* begin ROWS *

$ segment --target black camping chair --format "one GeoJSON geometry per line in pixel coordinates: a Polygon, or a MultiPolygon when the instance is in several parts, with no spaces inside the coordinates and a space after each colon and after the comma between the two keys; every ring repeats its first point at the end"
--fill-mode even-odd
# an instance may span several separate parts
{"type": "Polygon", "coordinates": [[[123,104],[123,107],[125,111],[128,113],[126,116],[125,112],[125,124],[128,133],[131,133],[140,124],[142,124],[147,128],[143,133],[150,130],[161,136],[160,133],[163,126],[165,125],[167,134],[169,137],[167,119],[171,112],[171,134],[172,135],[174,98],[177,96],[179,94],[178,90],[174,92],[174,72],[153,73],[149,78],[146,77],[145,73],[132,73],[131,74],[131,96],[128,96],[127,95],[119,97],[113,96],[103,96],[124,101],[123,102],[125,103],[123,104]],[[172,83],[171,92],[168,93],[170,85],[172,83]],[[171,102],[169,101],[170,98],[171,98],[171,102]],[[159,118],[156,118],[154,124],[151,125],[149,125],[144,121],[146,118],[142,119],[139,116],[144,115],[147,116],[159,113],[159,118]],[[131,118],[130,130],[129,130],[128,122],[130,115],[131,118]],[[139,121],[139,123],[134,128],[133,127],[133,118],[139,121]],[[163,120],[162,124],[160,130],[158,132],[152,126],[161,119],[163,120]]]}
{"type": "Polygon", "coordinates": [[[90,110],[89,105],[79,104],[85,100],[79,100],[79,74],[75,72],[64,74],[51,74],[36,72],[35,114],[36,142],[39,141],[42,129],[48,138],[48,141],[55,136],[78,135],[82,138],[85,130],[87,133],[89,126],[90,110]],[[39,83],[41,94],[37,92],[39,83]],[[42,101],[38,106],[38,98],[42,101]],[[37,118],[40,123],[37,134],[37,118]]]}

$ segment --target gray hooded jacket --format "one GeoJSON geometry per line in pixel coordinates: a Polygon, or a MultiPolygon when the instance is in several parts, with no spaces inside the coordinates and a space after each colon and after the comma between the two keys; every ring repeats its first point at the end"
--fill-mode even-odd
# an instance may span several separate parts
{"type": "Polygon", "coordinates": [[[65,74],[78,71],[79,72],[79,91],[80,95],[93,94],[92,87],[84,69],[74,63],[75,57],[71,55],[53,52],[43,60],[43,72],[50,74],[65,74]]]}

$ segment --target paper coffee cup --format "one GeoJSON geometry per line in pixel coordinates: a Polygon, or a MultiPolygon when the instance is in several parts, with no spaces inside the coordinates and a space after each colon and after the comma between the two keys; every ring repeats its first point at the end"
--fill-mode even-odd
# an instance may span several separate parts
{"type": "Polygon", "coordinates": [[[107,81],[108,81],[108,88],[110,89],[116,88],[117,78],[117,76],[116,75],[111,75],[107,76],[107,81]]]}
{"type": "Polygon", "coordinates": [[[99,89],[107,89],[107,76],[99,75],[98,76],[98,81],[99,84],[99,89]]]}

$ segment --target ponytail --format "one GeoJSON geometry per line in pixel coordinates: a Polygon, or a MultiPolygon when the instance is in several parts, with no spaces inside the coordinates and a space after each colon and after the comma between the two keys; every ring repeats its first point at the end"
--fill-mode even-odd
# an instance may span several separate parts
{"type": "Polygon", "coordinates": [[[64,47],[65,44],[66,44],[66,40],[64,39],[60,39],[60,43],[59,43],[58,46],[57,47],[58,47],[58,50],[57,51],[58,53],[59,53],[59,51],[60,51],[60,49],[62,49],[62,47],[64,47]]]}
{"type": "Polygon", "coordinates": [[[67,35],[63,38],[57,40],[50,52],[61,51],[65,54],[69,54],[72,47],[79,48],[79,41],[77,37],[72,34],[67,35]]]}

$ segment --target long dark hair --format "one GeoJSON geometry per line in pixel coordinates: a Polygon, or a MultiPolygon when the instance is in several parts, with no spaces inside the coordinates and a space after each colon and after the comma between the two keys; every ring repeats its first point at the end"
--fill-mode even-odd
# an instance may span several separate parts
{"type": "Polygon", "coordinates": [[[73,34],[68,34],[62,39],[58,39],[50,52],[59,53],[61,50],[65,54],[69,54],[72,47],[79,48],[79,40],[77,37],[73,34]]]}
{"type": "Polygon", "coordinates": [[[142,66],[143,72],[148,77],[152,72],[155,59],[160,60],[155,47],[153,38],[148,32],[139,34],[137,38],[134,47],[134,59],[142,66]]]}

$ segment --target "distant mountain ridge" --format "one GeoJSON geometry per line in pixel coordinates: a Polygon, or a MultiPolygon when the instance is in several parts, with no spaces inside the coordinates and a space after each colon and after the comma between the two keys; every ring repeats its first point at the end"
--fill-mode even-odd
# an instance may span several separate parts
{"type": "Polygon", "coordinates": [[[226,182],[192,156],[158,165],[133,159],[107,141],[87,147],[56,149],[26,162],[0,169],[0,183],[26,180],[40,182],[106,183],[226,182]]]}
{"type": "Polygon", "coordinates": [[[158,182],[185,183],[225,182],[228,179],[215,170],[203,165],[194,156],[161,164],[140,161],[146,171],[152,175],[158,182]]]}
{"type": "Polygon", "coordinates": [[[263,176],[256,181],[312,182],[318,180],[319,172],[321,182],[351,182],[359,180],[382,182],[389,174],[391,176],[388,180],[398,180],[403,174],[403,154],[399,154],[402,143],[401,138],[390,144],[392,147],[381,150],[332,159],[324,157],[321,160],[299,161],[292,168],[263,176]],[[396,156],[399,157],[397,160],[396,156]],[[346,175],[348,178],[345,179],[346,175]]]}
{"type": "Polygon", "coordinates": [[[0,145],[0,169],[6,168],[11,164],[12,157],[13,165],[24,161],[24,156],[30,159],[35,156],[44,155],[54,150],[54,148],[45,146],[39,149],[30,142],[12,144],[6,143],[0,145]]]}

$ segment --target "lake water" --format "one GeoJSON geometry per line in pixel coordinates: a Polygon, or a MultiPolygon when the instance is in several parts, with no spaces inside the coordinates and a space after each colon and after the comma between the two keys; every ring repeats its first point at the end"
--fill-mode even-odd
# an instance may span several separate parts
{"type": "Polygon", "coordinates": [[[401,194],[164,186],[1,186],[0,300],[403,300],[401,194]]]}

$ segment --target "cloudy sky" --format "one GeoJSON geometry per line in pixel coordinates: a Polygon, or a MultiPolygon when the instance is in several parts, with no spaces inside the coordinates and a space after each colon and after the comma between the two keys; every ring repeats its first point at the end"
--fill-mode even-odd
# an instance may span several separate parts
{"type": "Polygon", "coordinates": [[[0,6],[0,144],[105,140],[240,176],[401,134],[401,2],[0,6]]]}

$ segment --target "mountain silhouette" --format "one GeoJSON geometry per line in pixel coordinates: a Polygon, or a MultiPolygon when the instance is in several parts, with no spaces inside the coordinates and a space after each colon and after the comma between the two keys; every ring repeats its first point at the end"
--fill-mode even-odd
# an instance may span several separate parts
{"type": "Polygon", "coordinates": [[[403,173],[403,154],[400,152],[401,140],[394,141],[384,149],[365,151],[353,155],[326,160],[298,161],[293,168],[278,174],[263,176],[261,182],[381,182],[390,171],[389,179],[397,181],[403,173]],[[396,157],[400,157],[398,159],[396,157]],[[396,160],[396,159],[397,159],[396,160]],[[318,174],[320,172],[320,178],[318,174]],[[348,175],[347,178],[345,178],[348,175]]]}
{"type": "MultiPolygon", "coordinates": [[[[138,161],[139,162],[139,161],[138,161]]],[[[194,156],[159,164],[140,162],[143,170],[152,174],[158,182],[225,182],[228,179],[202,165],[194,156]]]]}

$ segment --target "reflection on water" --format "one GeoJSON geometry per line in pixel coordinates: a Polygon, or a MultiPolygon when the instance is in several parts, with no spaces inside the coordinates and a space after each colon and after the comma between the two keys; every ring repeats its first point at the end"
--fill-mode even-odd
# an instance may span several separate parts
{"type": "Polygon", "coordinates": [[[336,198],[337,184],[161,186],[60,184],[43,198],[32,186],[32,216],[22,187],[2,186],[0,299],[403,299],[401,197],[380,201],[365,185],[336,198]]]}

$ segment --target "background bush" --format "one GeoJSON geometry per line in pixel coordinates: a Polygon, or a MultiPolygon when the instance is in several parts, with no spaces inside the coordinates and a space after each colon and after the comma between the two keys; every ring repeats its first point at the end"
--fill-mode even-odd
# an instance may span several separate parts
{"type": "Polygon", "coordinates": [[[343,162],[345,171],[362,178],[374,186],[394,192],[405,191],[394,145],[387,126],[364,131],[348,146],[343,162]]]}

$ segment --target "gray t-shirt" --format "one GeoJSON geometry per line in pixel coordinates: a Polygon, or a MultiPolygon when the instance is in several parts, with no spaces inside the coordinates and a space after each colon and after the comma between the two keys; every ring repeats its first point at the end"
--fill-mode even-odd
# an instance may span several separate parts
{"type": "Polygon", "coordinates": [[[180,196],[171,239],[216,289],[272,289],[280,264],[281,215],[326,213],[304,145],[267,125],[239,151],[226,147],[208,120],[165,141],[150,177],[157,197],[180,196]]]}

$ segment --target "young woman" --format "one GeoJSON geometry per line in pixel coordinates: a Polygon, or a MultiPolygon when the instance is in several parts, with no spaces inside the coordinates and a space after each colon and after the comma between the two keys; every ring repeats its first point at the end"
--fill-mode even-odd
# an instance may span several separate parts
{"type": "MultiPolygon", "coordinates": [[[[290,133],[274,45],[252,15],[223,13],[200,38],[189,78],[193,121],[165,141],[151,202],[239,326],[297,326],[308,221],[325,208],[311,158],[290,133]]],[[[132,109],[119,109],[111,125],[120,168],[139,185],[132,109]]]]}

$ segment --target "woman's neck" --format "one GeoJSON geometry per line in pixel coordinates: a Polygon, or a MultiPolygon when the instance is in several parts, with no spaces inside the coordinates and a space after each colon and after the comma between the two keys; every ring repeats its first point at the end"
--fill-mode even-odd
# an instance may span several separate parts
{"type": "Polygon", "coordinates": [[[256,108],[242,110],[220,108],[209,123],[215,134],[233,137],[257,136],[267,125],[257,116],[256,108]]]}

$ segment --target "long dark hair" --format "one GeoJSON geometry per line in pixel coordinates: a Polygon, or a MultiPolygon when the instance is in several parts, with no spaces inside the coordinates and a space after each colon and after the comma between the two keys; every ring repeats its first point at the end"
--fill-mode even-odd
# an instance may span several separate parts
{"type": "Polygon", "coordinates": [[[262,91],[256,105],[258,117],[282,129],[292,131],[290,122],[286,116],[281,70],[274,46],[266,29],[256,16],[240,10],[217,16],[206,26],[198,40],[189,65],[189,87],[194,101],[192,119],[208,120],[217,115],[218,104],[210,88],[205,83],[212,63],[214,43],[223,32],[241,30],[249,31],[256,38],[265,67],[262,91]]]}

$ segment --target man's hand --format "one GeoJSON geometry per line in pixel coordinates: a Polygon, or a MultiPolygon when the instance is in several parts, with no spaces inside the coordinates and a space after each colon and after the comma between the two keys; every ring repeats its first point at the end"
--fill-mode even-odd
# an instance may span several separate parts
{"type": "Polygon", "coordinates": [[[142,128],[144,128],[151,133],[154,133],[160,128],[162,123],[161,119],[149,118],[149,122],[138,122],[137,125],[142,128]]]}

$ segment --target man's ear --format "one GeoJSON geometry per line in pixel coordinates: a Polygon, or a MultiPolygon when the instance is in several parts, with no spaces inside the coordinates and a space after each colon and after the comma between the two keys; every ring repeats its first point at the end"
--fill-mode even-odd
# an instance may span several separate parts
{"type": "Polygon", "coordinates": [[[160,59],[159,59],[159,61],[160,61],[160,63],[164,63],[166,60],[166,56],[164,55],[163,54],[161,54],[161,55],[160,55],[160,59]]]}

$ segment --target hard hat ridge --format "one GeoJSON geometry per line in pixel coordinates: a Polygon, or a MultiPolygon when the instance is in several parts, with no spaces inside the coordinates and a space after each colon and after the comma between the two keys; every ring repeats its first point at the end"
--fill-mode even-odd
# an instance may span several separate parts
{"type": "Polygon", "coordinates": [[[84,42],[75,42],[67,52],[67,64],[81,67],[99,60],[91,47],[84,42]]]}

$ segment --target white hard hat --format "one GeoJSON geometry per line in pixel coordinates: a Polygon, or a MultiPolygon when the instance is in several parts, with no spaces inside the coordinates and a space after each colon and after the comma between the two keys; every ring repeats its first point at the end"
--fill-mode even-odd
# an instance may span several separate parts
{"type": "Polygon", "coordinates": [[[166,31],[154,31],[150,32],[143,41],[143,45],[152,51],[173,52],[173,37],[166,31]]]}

* end ROWS *

# OBJECTIVE
Please quote nothing but the lines from the line with "segment --target hard" through the end of the data above, exactly as written, ends included.

# RESULT OF THIS EXERCISE
$ segment --target hard hat ridge --format "one GeoJSON geometry per line in pixel coordinates: a Polygon, or a MultiPolygon when the instance is in several parts, with no spaces inside the coordinates and a space after each colon and after the comma between the two keys; every ring repeats its first point at the end"
--fill-mode even-odd
# an instance may span several separate parts
{"type": "Polygon", "coordinates": [[[84,42],[75,42],[67,52],[67,64],[81,67],[99,60],[91,47],[84,42]]]}

$ segment --target white hard hat --format "one GeoJSON geometry per line in pixel coordinates: a Polygon, or a MultiPolygon when the instance is in several parts, with no spaces inside the coordinates and a space after each colon and after the comma between the two keys; every ring repeats its first point at the end"
--fill-mode even-odd
# an instance may span several separate parts
{"type": "Polygon", "coordinates": [[[166,31],[154,31],[150,32],[143,41],[143,45],[152,51],[173,52],[173,37],[166,31]]]}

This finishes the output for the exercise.